What the task requires: Exactly reproduce the line that contains "blue book cover" and all lines after it in the entries below, through the very last line.

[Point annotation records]
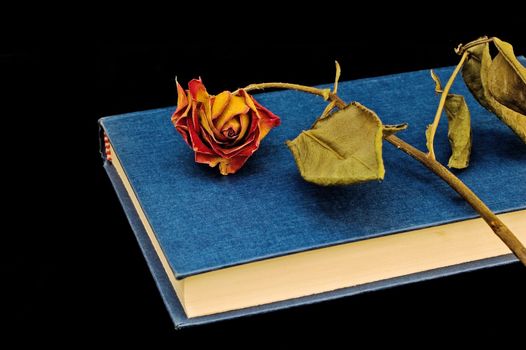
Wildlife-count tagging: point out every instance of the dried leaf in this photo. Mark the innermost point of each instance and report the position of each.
(459, 127)
(459, 131)
(499, 84)
(342, 149)
(393, 129)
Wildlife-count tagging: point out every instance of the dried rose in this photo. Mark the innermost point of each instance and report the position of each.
(225, 129)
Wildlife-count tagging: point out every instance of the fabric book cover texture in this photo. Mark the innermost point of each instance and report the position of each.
(204, 221)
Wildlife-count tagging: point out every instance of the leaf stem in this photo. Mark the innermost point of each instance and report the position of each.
(462, 48)
(500, 229)
(432, 128)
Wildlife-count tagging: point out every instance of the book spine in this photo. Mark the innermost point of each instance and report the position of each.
(107, 147)
(104, 144)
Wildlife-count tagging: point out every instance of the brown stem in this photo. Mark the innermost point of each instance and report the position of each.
(430, 133)
(462, 48)
(500, 229)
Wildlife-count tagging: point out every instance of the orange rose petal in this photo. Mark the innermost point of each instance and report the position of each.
(198, 90)
(230, 166)
(220, 103)
(244, 120)
(209, 159)
(182, 101)
(197, 144)
(248, 99)
(235, 106)
(233, 124)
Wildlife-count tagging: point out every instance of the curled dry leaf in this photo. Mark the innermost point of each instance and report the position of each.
(499, 83)
(342, 149)
(393, 129)
(459, 127)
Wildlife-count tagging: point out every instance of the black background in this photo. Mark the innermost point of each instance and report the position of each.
(81, 271)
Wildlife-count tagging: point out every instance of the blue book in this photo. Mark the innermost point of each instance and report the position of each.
(263, 239)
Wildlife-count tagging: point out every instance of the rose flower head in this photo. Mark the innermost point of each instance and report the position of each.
(225, 129)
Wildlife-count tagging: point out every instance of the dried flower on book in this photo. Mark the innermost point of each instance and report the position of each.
(225, 129)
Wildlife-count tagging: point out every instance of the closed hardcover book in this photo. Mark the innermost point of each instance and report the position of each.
(263, 239)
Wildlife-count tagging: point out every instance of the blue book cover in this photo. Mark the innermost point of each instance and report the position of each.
(204, 221)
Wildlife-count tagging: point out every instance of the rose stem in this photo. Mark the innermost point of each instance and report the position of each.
(500, 229)
(438, 114)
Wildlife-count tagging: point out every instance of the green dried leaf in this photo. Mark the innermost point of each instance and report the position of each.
(459, 127)
(393, 129)
(342, 149)
(499, 84)
(459, 131)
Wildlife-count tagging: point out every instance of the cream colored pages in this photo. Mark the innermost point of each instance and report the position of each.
(332, 268)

Exercise response:
Wildlife-count tagging: point out every instance of the blue book cover in this photo. Mark the innermost point of each instance and report the position of each.
(204, 221)
Wildlife-count tagging: point out every instance of the rose stem in this photo. Mark the innermost point of each instance and report the position of each.
(500, 229)
(438, 114)
Wildlife-count tagging: point out every instance of the green dried leaf in this photo. Mark the innermost point of each instance and report the position of each.
(459, 127)
(393, 129)
(342, 149)
(499, 84)
(459, 131)
Wildlife-count tagging: point out every instance of the cream colored pages in this photo. Mark the innermost point of each instance and report the position of each.
(332, 268)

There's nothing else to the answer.